EXCERPT PROVIDED:

┄┄┄┄┄┄┄┄┄┄┄┄┄┄┄┄┄┄┄┄

Detecting Nitrosamines in Drinking Water Using GC–IMS

A study by researchers from Bonn-Rhein-Sieg University of Applied Sciences (Rheinbach, Germany) and the University of Duisburg-Essen (Essen, Germany) reported on the development, optimization, and pre-validation of a gas chromatography–ion mobility spectrometry (GC–IMS) method for the detection of nine N-nitrosamines (N–NOs) in drinking water (1). The method included a two-step enrichment strategy using solid-phase extraction (SPE) followed by in-tube extraction (ITEX). The study was published in the Journal of Chromatography Open.

N–nitrosamines are a class of organic compounds classified by the International Agency for Research on Cancer (IARC) as probable human carcinogens (2). Their detection in drinking water is critical due to their formation during disinfection processes and their presence in industrial and pharmaceutical waste. Regulatory limits for compounds like N-Nitrosodimethylamine (NDMA) are typically set in the low ng/L range in countries such as Germany, the US, the UK, and Canada.

Mass spectrometry (MS) is commonly used for trace-level analysis of N–NOs but can be resource- and cost-intensive. GC–IMS presents an alternative robust detection strategy that may be suitable for laboratories with limited access to high-end MS equipment.

The study combined SPE and ITEX as sequential preconcentration steps before GC–IMS analysis. SPE was used to isolate N–NOs from 1-L water samples, with elution in dichloromethane. The eluate was then dried, concentrated, and subjected to ITEX using a Tenax TA-packed syringe for analyte trapping and thermal desorption. Parameters for the ITEX process were optimized using a simplex self-directing design (SSD) algorithm, which adjusted extraction and desorption temperatures and agitation time. Optimization led to improved signal intensity for low-abundance nitrosamines, allowing the method’s calibration range to be reduced 10-fold, from 50 to 5 ng/L. Calibration was performed using seven concentration levels (5–50 ng/L), with external standards analyzed in triplicate. Signal intensities were based on the summed volumes of monomer and dimer ion species for each analyte, adjusted relative to a solvent-based surrogate peak. Regression analysis confirmed the suitability of a linear calibration model for all nine nitrosamines, with R² values ≥0.94 for most compounds.

┄┄┄┄┄┄┄┄┄┄┄┄┄┄┄┄┄┄┄┄

PROBLEM 1: Substitute "determination" for "detection" in the nitrosamine article, and write out the passage from "Detecting Nitrosamines in" up to and including "of Chromatography Open.".
PROBLEM 2: Condense the paragraph of the nitrosamine article that begins "The study combined SPE and ITEX" into a bulleted list that keeps its main facts.
The records below the article come from a different source.

EXTRACTED ENTRIES:

┄┄┄┄┄┄┄┄┄┄┄┄┄┄┄┄┄┄┄┄

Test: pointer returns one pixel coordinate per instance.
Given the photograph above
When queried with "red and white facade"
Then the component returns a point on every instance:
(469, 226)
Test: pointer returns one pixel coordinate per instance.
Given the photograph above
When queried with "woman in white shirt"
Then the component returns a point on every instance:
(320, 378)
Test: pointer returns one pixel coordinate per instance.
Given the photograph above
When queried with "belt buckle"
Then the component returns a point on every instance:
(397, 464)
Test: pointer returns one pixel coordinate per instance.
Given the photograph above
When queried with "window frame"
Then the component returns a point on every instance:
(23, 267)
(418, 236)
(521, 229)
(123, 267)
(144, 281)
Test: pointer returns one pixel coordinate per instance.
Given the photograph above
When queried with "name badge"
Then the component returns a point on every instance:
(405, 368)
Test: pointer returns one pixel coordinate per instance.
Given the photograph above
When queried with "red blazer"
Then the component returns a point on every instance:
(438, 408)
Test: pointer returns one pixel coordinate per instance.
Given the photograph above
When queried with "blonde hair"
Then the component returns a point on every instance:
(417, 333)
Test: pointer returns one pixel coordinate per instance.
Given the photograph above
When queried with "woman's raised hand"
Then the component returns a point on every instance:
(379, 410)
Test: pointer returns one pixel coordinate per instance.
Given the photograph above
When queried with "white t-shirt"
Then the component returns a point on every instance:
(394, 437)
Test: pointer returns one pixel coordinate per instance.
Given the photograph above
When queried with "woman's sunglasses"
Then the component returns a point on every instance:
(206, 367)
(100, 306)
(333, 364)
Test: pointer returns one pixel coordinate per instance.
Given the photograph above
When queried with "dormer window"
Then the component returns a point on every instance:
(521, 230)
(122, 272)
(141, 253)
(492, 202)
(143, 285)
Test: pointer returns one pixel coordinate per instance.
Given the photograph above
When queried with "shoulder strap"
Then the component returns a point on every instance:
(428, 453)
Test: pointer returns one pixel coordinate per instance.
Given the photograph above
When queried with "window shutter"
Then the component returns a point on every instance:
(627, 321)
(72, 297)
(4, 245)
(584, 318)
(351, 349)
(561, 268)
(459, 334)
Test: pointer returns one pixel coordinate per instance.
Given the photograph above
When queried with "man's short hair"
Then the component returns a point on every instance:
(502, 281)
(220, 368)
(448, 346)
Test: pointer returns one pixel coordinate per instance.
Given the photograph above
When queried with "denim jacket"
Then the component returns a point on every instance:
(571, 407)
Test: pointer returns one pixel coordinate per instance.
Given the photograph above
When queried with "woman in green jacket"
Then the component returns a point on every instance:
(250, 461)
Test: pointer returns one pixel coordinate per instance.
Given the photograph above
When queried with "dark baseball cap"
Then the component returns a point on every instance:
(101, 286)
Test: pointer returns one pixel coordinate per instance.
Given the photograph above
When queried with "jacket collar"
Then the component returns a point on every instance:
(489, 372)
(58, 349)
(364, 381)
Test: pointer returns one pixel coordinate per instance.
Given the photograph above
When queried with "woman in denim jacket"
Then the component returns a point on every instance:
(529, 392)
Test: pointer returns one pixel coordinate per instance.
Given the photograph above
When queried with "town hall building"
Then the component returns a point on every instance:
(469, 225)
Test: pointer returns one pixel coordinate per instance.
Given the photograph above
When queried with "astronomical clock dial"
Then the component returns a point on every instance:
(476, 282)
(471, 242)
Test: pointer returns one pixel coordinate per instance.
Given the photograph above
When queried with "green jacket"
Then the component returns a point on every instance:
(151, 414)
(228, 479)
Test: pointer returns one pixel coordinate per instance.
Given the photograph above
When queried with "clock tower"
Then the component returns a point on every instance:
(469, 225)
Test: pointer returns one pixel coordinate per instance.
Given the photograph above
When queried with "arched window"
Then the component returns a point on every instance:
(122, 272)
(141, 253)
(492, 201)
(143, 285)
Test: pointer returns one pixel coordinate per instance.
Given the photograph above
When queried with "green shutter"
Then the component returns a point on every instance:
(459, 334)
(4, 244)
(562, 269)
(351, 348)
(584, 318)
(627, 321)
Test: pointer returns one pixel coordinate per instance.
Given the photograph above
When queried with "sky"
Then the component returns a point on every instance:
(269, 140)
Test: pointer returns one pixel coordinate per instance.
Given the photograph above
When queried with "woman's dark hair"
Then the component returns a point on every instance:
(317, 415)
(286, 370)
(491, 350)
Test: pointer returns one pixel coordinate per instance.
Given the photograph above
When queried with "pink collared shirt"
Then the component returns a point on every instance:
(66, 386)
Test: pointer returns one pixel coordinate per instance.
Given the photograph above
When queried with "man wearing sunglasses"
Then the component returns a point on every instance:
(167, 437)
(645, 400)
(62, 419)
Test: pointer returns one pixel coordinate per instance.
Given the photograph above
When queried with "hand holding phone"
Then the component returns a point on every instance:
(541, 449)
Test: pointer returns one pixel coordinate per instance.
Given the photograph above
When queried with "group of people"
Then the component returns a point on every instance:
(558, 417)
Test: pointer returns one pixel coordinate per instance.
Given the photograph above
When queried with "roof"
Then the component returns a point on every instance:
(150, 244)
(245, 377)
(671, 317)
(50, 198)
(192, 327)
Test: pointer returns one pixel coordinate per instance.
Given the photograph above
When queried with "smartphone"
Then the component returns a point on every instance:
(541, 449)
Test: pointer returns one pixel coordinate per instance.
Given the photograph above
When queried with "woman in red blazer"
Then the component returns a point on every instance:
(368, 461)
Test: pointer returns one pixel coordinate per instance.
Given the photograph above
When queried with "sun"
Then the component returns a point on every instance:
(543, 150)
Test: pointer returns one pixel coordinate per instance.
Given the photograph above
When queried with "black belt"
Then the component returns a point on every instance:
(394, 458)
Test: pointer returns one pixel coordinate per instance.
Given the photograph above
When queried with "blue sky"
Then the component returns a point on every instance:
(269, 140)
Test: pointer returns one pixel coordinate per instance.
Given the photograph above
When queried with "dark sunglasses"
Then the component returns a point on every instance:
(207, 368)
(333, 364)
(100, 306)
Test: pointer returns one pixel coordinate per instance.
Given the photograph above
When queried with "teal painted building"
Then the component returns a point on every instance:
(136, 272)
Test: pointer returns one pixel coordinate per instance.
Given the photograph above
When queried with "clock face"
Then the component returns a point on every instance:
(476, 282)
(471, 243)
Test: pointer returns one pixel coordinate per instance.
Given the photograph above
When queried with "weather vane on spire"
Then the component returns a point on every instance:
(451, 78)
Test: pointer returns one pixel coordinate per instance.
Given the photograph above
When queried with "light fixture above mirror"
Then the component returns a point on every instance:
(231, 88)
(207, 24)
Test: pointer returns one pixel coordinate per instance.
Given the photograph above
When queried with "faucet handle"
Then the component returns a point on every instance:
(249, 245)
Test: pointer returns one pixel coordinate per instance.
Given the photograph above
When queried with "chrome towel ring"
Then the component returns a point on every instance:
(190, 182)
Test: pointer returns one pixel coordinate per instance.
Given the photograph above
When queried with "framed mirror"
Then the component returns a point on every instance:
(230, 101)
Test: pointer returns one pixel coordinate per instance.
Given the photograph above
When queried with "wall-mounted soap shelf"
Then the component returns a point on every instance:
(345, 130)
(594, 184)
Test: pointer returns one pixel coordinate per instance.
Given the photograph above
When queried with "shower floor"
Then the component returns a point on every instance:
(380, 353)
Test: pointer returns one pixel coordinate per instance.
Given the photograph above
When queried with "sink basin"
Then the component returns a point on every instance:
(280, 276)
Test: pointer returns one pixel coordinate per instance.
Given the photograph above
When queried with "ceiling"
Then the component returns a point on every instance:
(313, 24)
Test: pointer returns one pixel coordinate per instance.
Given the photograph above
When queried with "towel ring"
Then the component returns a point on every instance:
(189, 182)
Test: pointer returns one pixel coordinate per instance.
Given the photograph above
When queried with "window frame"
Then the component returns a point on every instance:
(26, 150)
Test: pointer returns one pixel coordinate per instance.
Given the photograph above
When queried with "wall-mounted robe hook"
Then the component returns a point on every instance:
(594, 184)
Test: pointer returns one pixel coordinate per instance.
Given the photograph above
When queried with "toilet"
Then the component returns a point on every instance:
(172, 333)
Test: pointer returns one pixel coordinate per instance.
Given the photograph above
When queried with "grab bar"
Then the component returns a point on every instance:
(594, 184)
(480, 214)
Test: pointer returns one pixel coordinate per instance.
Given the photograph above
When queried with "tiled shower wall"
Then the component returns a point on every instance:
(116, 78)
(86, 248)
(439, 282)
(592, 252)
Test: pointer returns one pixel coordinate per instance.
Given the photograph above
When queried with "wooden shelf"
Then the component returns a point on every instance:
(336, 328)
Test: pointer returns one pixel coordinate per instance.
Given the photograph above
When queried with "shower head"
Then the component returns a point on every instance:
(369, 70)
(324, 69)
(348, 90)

┄┄┄┄┄┄┄┄┄┄┄┄┄┄┄┄┄┄┄┄

EXERCISE RESPONSE 1:
Detecting Nitrosamines in Drinking Water Using GC–IMS

A study by researchers from Bonn-Rhein-Sieg University of Applied Sciences (Rheinbach, Germany) and the University of Duisburg-Essen (Essen, Germany) reported on the development, optimization, and pre-validation of a gas chromatography–ion mobility spectrometry (GC–IMS) method for the determination of nine N-nitrosamines (N–NOs) in drinking water (1). The method included a two-step enrichment strategy using solid-phase extraction (SPE) followed by in-tube extraction (ITEX). The study was published in the Journal of Chromatography Open.

EXERCISE RESPONSE 2:
- SPE and ITEX were used one after the other to preconcentrate samples before GC–IMS analysis.
- SPE isolated N–NOs from 1-L water samples, with elution in dichloromethane.
- The eluate was dried and concentrated. It then underwent ITEX, in which a Tenax TA-packed syringe trapped the analytes, followed by thermal desorption.
- A simplex self-directing design (SSD) algorithm optimized the ITEX extraction and desorption temperatures and the agitation time.
- Optimization raised the signal for low-abundance nitrosamines, which lowered the calibration range 10-fold, from 50 to 5 ng/L.
- Calibration used seven levels (5–50 ng/L), with external standards run in triplicate.
- Signal intensities were the summed monomer and dimer ion volumes for each analyte, adjusted relative to a solvent-based surrogate peak.
- A linear calibration model suited all nine nitrosamines, with R² ≥0.94 for most compounds.